▸ **TEXT EXTRACT**:
# 1 year old Agir daughter 4 sale



## Will Carter (Aug 14, 2006)

[admin note] If there is any interest in this dog please contact the seller for information on this dog. Classified ad removed per my response at the end of this thread.


----------



## Kristina Senter (Apr 4, 2006)

Heya Will,
How big is this female?


----------



## Connie Sutherland (Mar 27, 2006)

Replies should go to PMs or the contact info given. Thanks. :>)


----------



## Tim Martens (Mar 27, 2006)

Connie Sutherland said:


> Replies should go to PMs or the contact info given. Thanks. :>)


just curious as to why. if you're going to allow people to use the site as a classified ad, why not allow replies? maybe it will save someone from having to send a PM if the question was asked already...


----------



## Connie Sutherland (Mar 27, 2006)

Tim Martens said:


> just curious as to why. if you're going to allow people to use the site as a classified ad, why not allow replies? maybe it will save someone from having to send a PM if the question was asked already...

▸ **RECORDS SUPPLIED**:
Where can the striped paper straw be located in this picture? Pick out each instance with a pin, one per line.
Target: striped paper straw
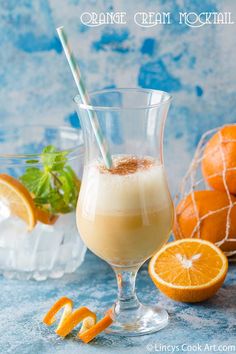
(85, 98)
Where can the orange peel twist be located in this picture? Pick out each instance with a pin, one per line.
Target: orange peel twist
(70, 319)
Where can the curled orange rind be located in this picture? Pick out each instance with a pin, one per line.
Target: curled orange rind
(90, 328)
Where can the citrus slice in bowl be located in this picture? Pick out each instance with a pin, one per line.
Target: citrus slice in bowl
(189, 270)
(18, 199)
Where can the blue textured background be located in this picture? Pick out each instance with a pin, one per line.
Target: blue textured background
(197, 65)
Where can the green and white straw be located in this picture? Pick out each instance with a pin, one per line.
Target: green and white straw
(102, 143)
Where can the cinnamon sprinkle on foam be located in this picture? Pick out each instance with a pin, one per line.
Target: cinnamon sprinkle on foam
(127, 165)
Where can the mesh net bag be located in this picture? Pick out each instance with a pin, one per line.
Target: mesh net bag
(194, 181)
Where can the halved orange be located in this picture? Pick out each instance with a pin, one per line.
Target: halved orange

▸ **REQUEST**: Reproduce the entire forum thread about the dog offered for sale above, word for word and without any changes.

▸ **THE OUTPUT**:
# 1 year old Agir daughter 4 sale



## Will Carter (Aug 14, 2006)

[admin note] If there is any interest in this dog please contact the seller for information on this dog. Classified ad removed per my response at the end of this thread.


----------



## Kristina Senter (Apr 4, 2006)

Heya Will,
How big is this female?


----------



## Connie Sutherland (Mar 27, 2006)

Replies should go to PMs or the contact info given. Thanks. :>)


----------



## Tim Martens (Mar 27, 2006)

Connie Sutherland said:


> Replies should go to PMs or the contact info given. Thanks. :>)


just curious as to why. if you're going to allow people to use the site as a classified ad, why not allow replies? maybe it will save someone from having to send a PM if the question was asked already...


----------



## Connie Sutherland (Mar 27, 2006)

Tim Martens said:


> just curious as to why. if you're going to allow people to use the site as a classified ad, why not allow replies? maybe it will save someone from having to send a PM if the question was asked already...